======== Dataset extract ========
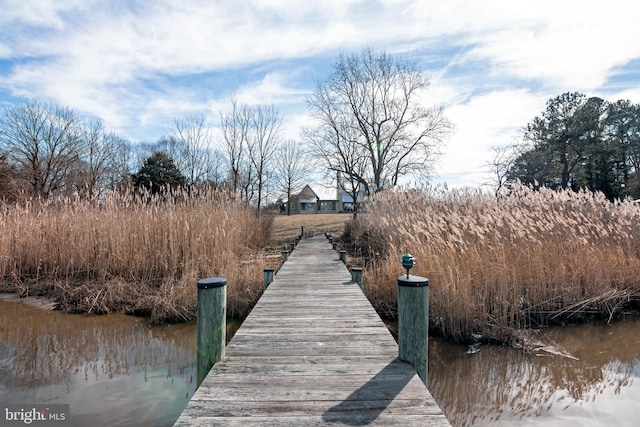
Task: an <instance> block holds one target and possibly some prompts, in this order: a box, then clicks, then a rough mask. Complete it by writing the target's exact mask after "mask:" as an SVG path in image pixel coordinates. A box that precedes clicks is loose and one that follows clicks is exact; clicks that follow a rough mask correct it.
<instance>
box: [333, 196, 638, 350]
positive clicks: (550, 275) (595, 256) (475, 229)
mask: <svg viewBox="0 0 640 427" xmlns="http://www.w3.org/2000/svg"><path fill="white" fill-rule="evenodd" d="M346 235H348V236H349V238H351V240H352V242H353V243H354V244H355V246H356V248H357V251H359V253H362V254H364V255H365V256H366V257H367V259H368V264H369V265H368V266H367V274H366V283H365V285H364V289H365V291H366V293H367V296H368V297H369V299H370V300H371V301H372V303H373V305H374V306H375V307H376V309H377V310H378V312H379V313H381V314H382V315H384V316H388V317H395V316H396V311H395V310H396V309H395V307H396V298H397V296H396V279H397V277H398V276H399V275H400V274H402V268H401V266H400V259H401V256H402V254H403V253H407V252H409V253H411V254H412V255H413V256H414V257H415V258H416V260H417V264H416V268H414V270H412V274H416V275H420V276H424V277H428V278H429V280H430V283H431V286H430V294H431V298H430V305H431V306H430V313H431V314H430V324H431V329H432V330H434V331H435V332H436V333H438V334H440V335H442V336H444V337H446V338H448V339H450V340H453V341H464V340H466V339H467V338H468V337H470V336H471V335H472V334H482V335H483V336H484V337H485V338H488V339H497V340H500V341H504V340H508V339H509V338H510V334H512V333H513V331H514V330H517V329H519V328H526V327H537V326H541V325H547V324H550V323H561V322H566V321H578V320H581V319H586V318H591V317H593V316H600V317H604V318H605V319H608V320H611V319H612V318H614V317H615V316H616V315H617V314H619V313H620V311H621V310H622V309H624V308H625V307H629V306H630V305H638V304H639V302H640V205H638V204H637V203H634V202H631V201H624V202H616V203H611V202H609V201H607V200H606V198H605V197H604V196H603V195H601V194H599V193H596V194H592V193H588V192H579V193H575V192H572V191H560V192H556V191H552V190H548V189H541V190H540V191H534V190H532V189H530V188H528V187H526V186H523V185H516V186H514V187H513V188H512V189H510V191H509V192H504V193H503V194H501V195H500V196H499V197H497V198H496V197H492V196H487V195H485V194H482V193H480V192H475V191H469V190H454V191H445V190H444V189H434V188H426V189H422V190H410V191H401V190H399V191H389V192H385V193H382V194H380V195H379V196H378V197H377V198H376V199H375V200H374V201H372V202H371V203H370V204H369V205H368V206H367V212H366V214H362V215H361V216H360V217H359V220H358V221H357V222H356V223H352V224H350V225H349V227H347V230H346Z"/></svg>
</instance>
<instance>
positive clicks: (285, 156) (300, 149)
mask: <svg viewBox="0 0 640 427" xmlns="http://www.w3.org/2000/svg"><path fill="white" fill-rule="evenodd" d="M304 157H305V153H304V150H303V149H302V147H301V146H300V143H298V142H296V141H294V140H291V139H289V140H286V141H284V142H283V143H282V145H280V146H279V147H278V150H277V152H276V161H275V164H276V169H275V178H276V183H277V186H278V190H280V191H282V192H283V193H284V194H285V195H286V200H287V215H291V206H290V203H289V201H290V200H291V195H292V194H293V193H294V192H295V191H298V190H299V189H300V188H301V187H302V185H303V184H304V181H305V178H306V176H307V174H308V170H307V169H308V168H307V166H306V162H305V158H304Z"/></svg>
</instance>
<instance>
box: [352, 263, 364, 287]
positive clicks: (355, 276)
mask: <svg viewBox="0 0 640 427" xmlns="http://www.w3.org/2000/svg"><path fill="white" fill-rule="evenodd" d="M351 281H352V282H356V283H357V284H358V287H360V289H362V267H353V268H352V269H351Z"/></svg>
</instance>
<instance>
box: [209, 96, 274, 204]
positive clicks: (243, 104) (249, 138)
mask: <svg viewBox="0 0 640 427" xmlns="http://www.w3.org/2000/svg"><path fill="white" fill-rule="evenodd" d="M220 125H221V130H222V145H223V149H224V152H225V154H226V156H227V162H228V166H229V175H230V177H229V180H230V186H231V189H232V190H233V191H239V192H240V194H241V195H242V197H243V199H244V200H245V201H247V203H249V202H251V201H254V202H255V203H256V205H257V207H258V211H259V210H260V208H261V206H262V202H263V195H264V191H265V189H266V186H267V181H268V177H269V176H270V170H269V165H270V162H271V161H272V158H273V154H274V152H275V149H276V147H277V145H278V144H279V141H280V137H281V136H280V126H281V119H280V114H279V112H278V110H277V109H276V108H275V107H274V106H272V105H271V106H268V105H257V106H249V105H246V104H238V103H237V102H236V100H235V99H232V100H231V109H230V110H228V111H224V112H221V113H220Z"/></svg>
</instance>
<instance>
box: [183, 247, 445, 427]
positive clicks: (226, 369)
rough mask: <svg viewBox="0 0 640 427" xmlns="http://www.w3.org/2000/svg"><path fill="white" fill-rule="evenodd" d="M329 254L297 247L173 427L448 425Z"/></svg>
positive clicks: (329, 247)
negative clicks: (320, 425)
mask: <svg viewBox="0 0 640 427" xmlns="http://www.w3.org/2000/svg"><path fill="white" fill-rule="evenodd" d="M397 355H398V347H397V344H396V342H395V340H394V339H393V337H392V336H391V334H390V333H389V331H388V330H387V328H386V326H385V325H384V323H383V322H382V321H381V320H380V318H379V316H378V315H377V313H376V312H375V310H374V309H373V307H372V306H371V304H370V303H369V301H368V300H367V298H366V297H365V296H364V294H363V293H362V291H361V290H360V288H359V287H358V285H357V284H356V283H354V282H352V281H351V275H350V273H349V271H348V270H347V268H346V267H345V266H344V264H343V263H342V262H341V261H340V260H339V256H338V254H337V253H336V252H335V251H334V250H332V248H331V245H330V244H329V243H328V242H327V241H326V240H325V239H324V238H310V239H303V240H302V241H301V242H300V244H299V245H298V246H297V248H296V249H295V250H294V252H293V253H292V254H291V255H290V257H289V260H288V261H287V262H286V263H285V264H284V265H283V267H282V268H281V269H280V271H279V272H278V274H277V275H276V276H275V279H274V281H273V282H272V283H271V285H270V286H269V288H268V289H267V290H266V292H265V293H264V294H263V295H262V297H261V298H260V300H259V301H258V303H257V305H256V306H255V307H254V309H253V310H252V311H251V313H250V315H249V316H248V317H247V319H246V320H245V321H244V323H243V324H242V326H241V328H240V329H239V330H238V332H237V333H236V334H235V335H234V337H233V339H232V340H231V341H230V342H229V344H228V345H227V348H226V356H225V359H224V360H222V361H219V362H217V363H216V364H215V365H214V367H213V368H212V369H211V371H210V372H209V374H208V375H207V377H206V378H205V379H204V381H203V382H202V384H201V385H200V387H199V388H198V390H197V391H196V393H195V394H194V396H193V397H192V399H191V401H190V402H189V403H188V405H187V407H186V408H185V410H184V412H183V413H182V415H181V416H180V418H179V419H178V421H177V422H176V424H175V425H176V426H186V425H201V426H205V425H206V426H210V425H225V426H247V425H260V426H282V425H295V426H298V425H299V426H314V425H327V424H334V425H340V424H343V425H358V426H359V425H399V426H400V425H401V426H418V425H420V426H424V425H437V426H449V422H448V421H447V419H446V418H445V416H444V415H443V413H442V410H441V409H440V408H439V407H438V405H437V404H436V402H435V400H434V399H433V397H432V396H431V394H430V393H429V391H428V390H427V388H426V387H425V386H424V384H423V383H422V381H421V380H420V378H419V377H418V375H417V374H416V372H415V370H414V369H413V367H412V366H411V365H410V364H408V363H405V362H402V361H400V360H399V359H398V358H397Z"/></svg>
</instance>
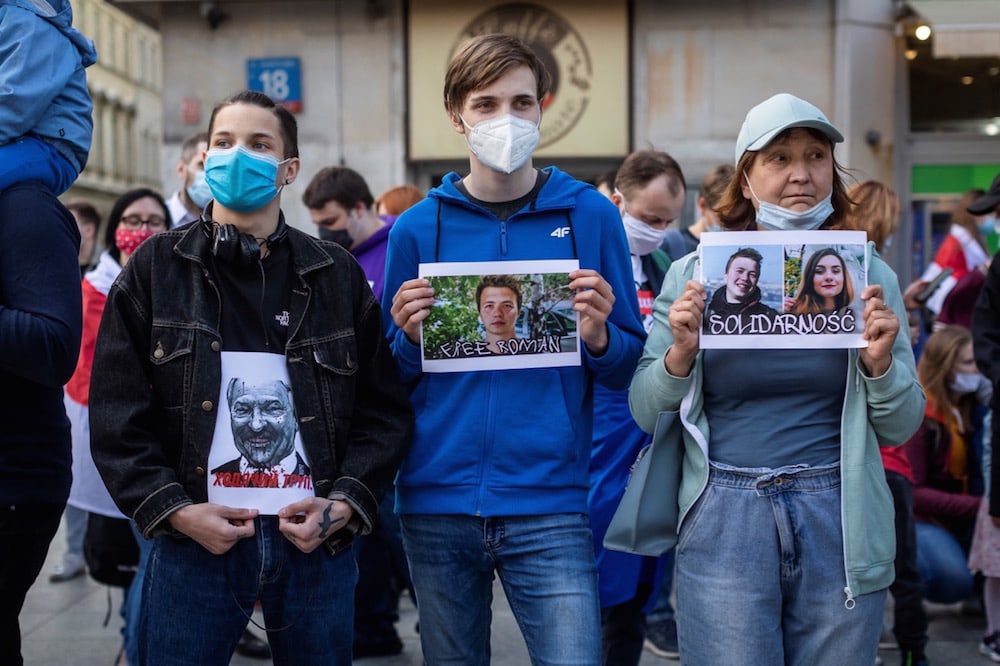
========
Work instructions »
Print the records again exactly, without the pictures.

Result »
Task: an <instance> block holds one target and possibly some prompts, in this order: a box, then clicks, then a rough mask. Complete it by writing the target's exact mask after "mask:" as an SVG path in image pixel coordinates. A box that precedes clicks is loose and one that follows clicks is exact; clicks that follow a rough mask correct it.
<instance>
box: [333, 196, 638, 350]
positive clicks: (550, 275) (595, 256) (475, 229)
mask: <svg viewBox="0 0 640 427" xmlns="http://www.w3.org/2000/svg"><path fill="white" fill-rule="evenodd" d="M346 235H348V236H349V238H351V240H352V242H353V243H354V244H355V246H356V248H357V251H359V253H362V254H364V255H365V256H366V257H367V259H368V264H369V265H368V266H367V274H366V283H365V285H364V289H365V291H366V293H367V296H368V297H369V299H370V300H371V301H372V303H373V305H374V306H375V307H376V309H377V310H378V312H379V313H381V314H382V315H384V316H388V317H395V316H396V311H395V310H396V309H395V307H396V298H397V296H396V279H397V277H398V276H399V275H400V274H402V268H401V266H400V259H401V256H402V254H403V253H407V252H409V253H411V254H412V255H413V256H414V257H415V258H416V260H417V264H416V268H414V270H412V274H416V275H420V276H424V277H428V278H429V280H430V283H431V286H430V294H431V298H430V305H431V306H430V313H431V314H430V324H431V329H432V330H434V331H435V332H436V333H438V334H440V335H442V336H444V337H446V338H448V339H450V340H453V341H464V340H466V339H467V338H468V337H470V336H471V335H472V334H482V335H483V336H484V337H485V338H488V339H497V340H500V341H504V340H508V339H509V338H510V334H512V333H513V331H514V330H517V329H519V328H526V327H537V326H541V325H547V324H550V323H561V322H566V321H578V320H581V319H586V318H591V317H593V316H600V317H604V318H605V319H608V320H611V319H612V318H614V317H615V316H616V315H617V314H619V313H620V311H621V310H622V309H624V308H625V307H629V306H630V305H638V304H639V302H640V205H638V204H637V203H634V202H631V201H624V202H616V203H611V202H609V201H607V200H606V198H605V197H604V196H603V195H601V194H599V193H596V194H592V193H588V192H579V193H575V192H572V191H560V192H556V191H552V190H548V189H541V190H540V191H534V190H532V189H530V188H528V187H526V186H523V185H516V186H514V187H513V188H512V189H510V191H509V192H504V193H503V194H501V195H500V196H499V197H497V198H496V197H492V196H487V195H485V194H482V193H480V192H475V191H469V190H454V191H445V190H444V189H434V188H426V189H422V190H410V191H401V190H399V191H389V192H385V193H382V194H380V195H379V196H378V197H377V198H376V199H375V200H374V201H372V202H371V203H370V204H369V205H368V206H367V212H366V214H362V215H361V216H360V217H359V220H358V221H357V222H356V223H352V224H350V225H349V227H347V230H346Z"/></svg>
</instance>
<instance>
positive clicks: (285, 156) (300, 149)
mask: <svg viewBox="0 0 640 427" xmlns="http://www.w3.org/2000/svg"><path fill="white" fill-rule="evenodd" d="M304 157H305V153H304V150H303V149H302V147H301V146H300V143H298V142H296V141H294V140H291V139H289V140H286V141H284V142H283V143H282V145H280V146H279V147H278V150H277V152H276V161H275V164H276V169H275V178H276V183H277V186H278V190H280V191H282V192H283V193H284V194H285V195H286V200H287V215H291V206H290V203H289V201H290V200H291V195H292V194H293V193H294V192H295V191H298V190H299V189H300V188H301V187H302V185H303V184H304V181H305V178H306V176H307V174H308V170H307V169H308V168H307V166H306V162H305V158H304Z"/></svg>
</instance>
<instance>
box: [352, 263, 364, 287]
positive clicks: (355, 276)
mask: <svg viewBox="0 0 640 427" xmlns="http://www.w3.org/2000/svg"><path fill="white" fill-rule="evenodd" d="M351 281H352V282H356V283H357V284H358V287H360V289H362V267H353V268H352V269H351Z"/></svg>
</instance>
<instance>
box: [209, 96, 274, 204]
positive clicks: (243, 104) (249, 138)
mask: <svg viewBox="0 0 640 427" xmlns="http://www.w3.org/2000/svg"><path fill="white" fill-rule="evenodd" d="M220 125H221V130H222V145H223V149H224V152H225V154H226V156H227V162H228V166H229V175H230V177H229V180H230V186H231V189H232V190H233V191H239V192H240V194H241V195H242V197H243V199H244V200H245V201H247V203H249V202H251V201H254V202H255V203H256V205H257V207H258V211H259V210H260V208H261V206H262V202H263V195H264V191H265V189H266V186H267V181H268V177H269V176H270V170H269V165H270V162H271V161H272V158H273V154H274V152H275V149H276V147H277V145H278V144H279V141H280V137H281V136H280V126H281V119H280V114H279V112H278V110H277V109H276V108H275V107H274V106H272V105H271V106H268V105H257V106H249V105H246V104H238V103H237V102H236V100H235V99H232V100H231V109H230V110H228V111H224V112H221V113H220Z"/></svg>
</instance>
<instance>
box: [183, 247, 445, 427]
positive clicks: (226, 369)
rough mask: <svg viewBox="0 0 640 427" xmlns="http://www.w3.org/2000/svg"><path fill="white" fill-rule="evenodd" d="M329 254L297 247L173 427L448 425Z"/></svg>
positive clicks: (329, 247)
negative clicks: (320, 425)
mask: <svg viewBox="0 0 640 427" xmlns="http://www.w3.org/2000/svg"><path fill="white" fill-rule="evenodd" d="M397 355H398V347H397V344H396V342H395V340H394V339H393V337H392V336H391V334H390V333H389V331H388V330H387V328H386V326H385V325H384V323H383V322H382V321H381V320H380V318H379V316H378V315H377V313H376V312H375V310H374V309H373V307H372V306H371V304H370V303H369V301H368V300H367V298H366V297H365V296H364V294H363V293H362V291H361V290H360V288H359V287H358V285H357V284H356V283H354V282H352V281H351V275H350V273H349V271H348V270H347V268H346V267H345V266H344V264H343V263H342V262H341V261H340V260H339V256H338V254H337V253H336V252H335V251H334V250H332V248H331V245H330V244H329V243H328V242H327V241H326V240H325V239H324V238H310V239H303V240H302V241H301V242H300V244H299V245H298V246H297V248H296V249H295V250H294V252H293V253H292V254H291V255H290V257H289V260H288V261H287V262H286V263H285V264H284V265H283V267H282V268H281V269H280V271H279V272H278V274H277V275H276V276H275V279H274V281H273V282H272V283H271V285H270V286H269V288H268V289H267V290H266V292H265V293H264V294H263V295H262V297H261V298H260V300H259V301H258V303H257V305H256V306H255V307H254V309H253V310H252V311H251V313H250V315H249V316H248V317H247V319H246V320H245V321H244V323H243V324H242V326H241V328H240V329H239V330H238V332H237V333H236V334H235V335H234V337H233V339H232V340H231V341H230V342H229V344H228V345H227V348H226V356H225V359H224V360H222V361H219V362H217V363H216V364H215V365H214V367H213V368H212V369H211V371H210V372H209V374H208V375H207V377H206V378H205V379H204V381H203V382H202V384H201V385H200V387H199V388H198V390H197V391H196V393H195V394H194V396H193V397H192V399H191V401H190V402H189V403H188V405H187V407H186V408H185V410H184V412H183V413H182V415H181V416H180V418H179V419H178V421H177V422H176V424H175V425H176V426H186V425H201V426H205V425H206V426H210V425H225V426H247V425H260V426H282V425H295V426H298V425H299V426H314V425H327V424H334V425H340V424H343V425H358V426H359V425H399V426H400V425H401V426H418V425H420V426H424V425H437V426H449V422H448V421H447V419H446V418H445V416H444V415H443V413H442V410H441V409H440V408H439V407H438V405H437V404H436V402H435V400H434V399H433V397H432V396H431V394H430V393H429V391H428V390H427V388H426V387H425V386H424V384H423V383H422V381H421V380H420V378H419V377H418V375H417V374H416V372H415V370H414V369H413V367H412V366H411V365H410V364H408V363H405V362H402V361H400V360H399V359H398V358H397Z"/></svg>
</instance>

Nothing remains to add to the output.